→ WRITTEN PROBLEM: In the records below, lay out as a JSON list of strings, one string per line and blank lines omitted, the lines from the one containing "Exercise. Find the pink" up to and including the one containing "pixel 408 313". Leave the pictures out of the answer.

→ Entries drawn from a collection:
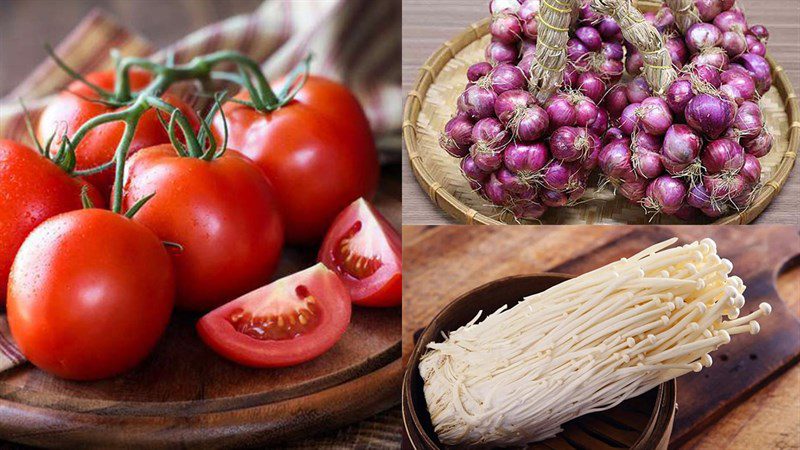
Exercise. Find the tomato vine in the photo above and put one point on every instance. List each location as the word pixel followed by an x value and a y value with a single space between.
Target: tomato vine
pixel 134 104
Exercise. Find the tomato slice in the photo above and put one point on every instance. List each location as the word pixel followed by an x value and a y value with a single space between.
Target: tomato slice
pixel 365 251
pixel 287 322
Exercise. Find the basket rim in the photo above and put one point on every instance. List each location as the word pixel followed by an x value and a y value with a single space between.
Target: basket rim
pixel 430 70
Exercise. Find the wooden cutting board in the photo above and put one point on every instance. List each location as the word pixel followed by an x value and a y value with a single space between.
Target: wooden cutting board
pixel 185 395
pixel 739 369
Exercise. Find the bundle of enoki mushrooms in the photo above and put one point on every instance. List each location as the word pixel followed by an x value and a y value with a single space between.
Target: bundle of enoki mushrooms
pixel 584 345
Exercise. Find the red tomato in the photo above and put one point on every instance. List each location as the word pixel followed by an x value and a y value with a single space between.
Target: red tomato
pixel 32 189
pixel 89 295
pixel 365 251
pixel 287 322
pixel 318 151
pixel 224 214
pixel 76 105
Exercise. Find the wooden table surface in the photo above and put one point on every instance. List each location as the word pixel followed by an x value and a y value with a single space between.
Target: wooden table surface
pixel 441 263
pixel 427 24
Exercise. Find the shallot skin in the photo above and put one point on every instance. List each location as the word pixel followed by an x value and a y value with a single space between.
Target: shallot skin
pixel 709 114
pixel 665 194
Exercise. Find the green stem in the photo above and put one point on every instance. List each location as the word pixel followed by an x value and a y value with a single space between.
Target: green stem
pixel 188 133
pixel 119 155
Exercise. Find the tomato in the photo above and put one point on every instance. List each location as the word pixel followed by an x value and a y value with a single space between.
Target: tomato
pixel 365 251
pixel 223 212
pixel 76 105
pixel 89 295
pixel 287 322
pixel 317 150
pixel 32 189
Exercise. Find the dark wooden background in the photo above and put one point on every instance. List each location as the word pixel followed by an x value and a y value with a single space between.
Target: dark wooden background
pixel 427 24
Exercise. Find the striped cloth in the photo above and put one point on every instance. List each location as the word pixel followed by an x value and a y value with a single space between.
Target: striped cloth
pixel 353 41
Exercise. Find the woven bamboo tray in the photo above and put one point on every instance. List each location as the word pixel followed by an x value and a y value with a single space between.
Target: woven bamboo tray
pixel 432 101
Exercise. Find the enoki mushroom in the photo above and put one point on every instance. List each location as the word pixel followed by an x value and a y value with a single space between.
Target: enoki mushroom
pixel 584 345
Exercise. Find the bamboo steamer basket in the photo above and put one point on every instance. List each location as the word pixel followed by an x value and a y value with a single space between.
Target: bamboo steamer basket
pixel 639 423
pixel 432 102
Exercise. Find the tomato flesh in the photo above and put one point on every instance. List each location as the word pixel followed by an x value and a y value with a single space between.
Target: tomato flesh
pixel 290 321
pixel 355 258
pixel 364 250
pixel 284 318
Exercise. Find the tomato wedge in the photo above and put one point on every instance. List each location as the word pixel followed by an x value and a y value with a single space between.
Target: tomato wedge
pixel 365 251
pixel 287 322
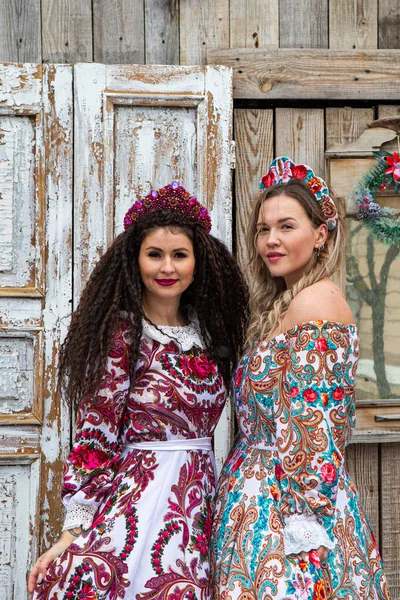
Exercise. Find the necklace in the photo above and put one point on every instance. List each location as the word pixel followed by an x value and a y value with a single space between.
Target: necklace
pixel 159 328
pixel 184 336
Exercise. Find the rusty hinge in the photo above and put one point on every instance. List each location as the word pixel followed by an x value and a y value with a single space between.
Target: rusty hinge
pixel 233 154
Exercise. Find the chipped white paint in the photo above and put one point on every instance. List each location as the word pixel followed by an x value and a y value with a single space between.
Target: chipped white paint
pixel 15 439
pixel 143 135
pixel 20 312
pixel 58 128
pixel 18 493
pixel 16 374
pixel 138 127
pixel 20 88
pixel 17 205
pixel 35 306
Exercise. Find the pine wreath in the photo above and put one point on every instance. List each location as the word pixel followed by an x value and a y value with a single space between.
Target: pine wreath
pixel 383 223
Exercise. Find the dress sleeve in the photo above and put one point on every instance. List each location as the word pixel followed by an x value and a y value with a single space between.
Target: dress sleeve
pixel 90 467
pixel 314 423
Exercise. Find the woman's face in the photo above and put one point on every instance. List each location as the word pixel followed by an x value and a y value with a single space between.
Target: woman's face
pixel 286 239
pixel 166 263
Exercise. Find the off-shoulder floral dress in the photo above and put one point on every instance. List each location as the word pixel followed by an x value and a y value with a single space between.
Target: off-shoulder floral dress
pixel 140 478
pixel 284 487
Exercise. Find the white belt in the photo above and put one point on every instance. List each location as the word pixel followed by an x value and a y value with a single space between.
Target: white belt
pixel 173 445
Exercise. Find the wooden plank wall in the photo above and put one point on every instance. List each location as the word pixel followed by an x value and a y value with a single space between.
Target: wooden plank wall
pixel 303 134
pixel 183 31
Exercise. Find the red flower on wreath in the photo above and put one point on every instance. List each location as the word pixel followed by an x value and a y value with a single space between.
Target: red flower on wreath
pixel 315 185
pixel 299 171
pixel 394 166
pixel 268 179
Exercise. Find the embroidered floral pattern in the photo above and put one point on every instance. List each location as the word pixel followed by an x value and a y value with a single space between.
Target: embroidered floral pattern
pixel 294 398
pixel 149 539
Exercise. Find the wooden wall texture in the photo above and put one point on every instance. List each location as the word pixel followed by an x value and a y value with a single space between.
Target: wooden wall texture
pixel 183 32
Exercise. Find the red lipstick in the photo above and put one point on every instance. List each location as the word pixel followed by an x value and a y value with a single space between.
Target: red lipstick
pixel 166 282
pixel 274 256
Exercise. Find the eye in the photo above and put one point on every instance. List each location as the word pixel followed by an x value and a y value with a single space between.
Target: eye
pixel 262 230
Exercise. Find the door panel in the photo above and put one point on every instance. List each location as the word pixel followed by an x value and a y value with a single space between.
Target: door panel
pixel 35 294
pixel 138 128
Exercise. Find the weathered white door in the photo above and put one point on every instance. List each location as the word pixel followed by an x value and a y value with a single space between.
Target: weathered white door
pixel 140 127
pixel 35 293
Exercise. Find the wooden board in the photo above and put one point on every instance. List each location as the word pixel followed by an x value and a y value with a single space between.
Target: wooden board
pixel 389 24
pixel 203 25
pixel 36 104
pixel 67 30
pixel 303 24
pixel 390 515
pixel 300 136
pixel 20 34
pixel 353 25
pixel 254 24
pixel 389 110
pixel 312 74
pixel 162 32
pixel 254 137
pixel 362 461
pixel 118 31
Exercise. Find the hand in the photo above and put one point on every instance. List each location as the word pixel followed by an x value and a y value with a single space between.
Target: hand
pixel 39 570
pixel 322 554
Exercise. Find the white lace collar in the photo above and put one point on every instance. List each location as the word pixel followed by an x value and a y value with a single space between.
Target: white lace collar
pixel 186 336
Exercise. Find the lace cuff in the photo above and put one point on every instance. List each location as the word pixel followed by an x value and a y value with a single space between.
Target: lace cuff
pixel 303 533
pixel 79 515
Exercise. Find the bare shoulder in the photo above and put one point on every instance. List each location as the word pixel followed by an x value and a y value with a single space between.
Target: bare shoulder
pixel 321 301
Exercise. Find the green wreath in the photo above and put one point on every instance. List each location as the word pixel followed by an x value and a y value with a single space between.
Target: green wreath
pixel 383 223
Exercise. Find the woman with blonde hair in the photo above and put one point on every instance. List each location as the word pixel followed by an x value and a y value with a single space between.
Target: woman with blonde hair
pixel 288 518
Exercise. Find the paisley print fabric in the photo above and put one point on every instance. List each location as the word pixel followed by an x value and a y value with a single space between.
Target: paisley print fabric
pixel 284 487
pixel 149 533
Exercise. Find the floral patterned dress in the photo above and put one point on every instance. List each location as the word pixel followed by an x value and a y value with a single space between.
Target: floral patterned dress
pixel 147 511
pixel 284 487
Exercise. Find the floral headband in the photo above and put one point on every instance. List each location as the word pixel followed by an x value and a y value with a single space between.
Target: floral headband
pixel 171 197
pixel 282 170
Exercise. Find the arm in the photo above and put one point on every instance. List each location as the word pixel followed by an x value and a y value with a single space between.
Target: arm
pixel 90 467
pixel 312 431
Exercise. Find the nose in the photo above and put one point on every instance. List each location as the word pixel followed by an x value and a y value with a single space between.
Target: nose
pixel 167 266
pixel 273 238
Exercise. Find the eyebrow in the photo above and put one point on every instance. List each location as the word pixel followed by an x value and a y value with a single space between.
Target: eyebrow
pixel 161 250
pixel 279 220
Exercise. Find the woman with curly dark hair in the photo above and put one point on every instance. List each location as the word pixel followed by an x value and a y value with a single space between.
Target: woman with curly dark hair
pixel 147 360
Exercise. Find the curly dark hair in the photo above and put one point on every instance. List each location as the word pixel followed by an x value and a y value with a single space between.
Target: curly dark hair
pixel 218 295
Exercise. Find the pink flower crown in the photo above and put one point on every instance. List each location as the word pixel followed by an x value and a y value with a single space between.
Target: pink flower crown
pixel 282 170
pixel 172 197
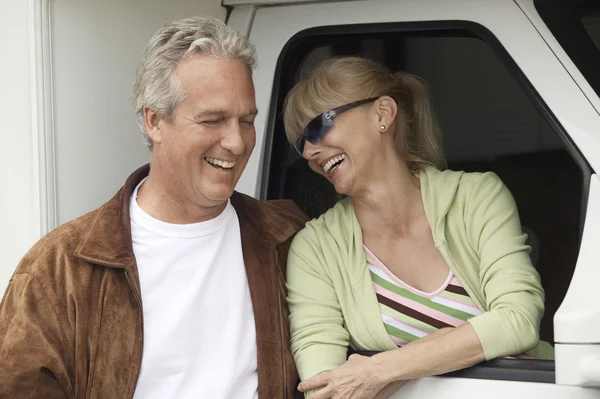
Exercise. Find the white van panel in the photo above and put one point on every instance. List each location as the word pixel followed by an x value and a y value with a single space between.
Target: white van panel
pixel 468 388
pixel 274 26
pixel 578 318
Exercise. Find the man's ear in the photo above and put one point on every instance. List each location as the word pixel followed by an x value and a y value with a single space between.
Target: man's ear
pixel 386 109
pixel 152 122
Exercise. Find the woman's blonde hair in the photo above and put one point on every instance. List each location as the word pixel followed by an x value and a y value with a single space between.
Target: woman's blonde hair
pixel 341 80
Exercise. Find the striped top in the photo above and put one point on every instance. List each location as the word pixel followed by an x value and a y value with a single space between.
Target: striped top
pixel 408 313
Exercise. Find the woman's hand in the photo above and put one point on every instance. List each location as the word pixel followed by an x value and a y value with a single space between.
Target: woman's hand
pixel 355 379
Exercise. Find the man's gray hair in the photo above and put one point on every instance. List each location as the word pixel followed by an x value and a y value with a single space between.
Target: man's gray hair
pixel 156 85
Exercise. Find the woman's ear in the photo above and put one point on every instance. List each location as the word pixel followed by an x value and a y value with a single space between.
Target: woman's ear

→ WRITTEN RESPONSE:
[
  "Exercise. Find the pink flower crown in the photo above and put one point on every instance. List each location as the word pixel followed by an x value and a y value with a single space between.",
  "Target: pink flower crown",
  "pixel 282 170",
  "pixel 172 197",
  "Exercise. Find the white van panel in the photo above and put one point on every instance. List each location as the word pixel followed by an x value and a y value with a single space between.",
  "Target: white van panel",
  "pixel 468 388",
  "pixel 274 26",
  "pixel 578 318",
  "Exercise. Find the man's ear in the photo above and put one point on every instance. List each location as the word pixel followed by an x value and a y value with a single space between.",
  "Target: man's ear",
  "pixel 386 109",
  "pixel 152 122",
  "Exercise. Find the woman's blonde hair in the photo above and put one point on every instance. List each location as the word pixel followed by an x value and a y value with a single space between.",
  "Target: woman's blonde hair",
  "pixel 341 80",
  "Exercise. Find the striped top in the photo above and put one point on every instance. List each location as the word pixel followed by an x value and a y value with a single space between.",
  "Target: striped top",
  "pixel 408 313"
]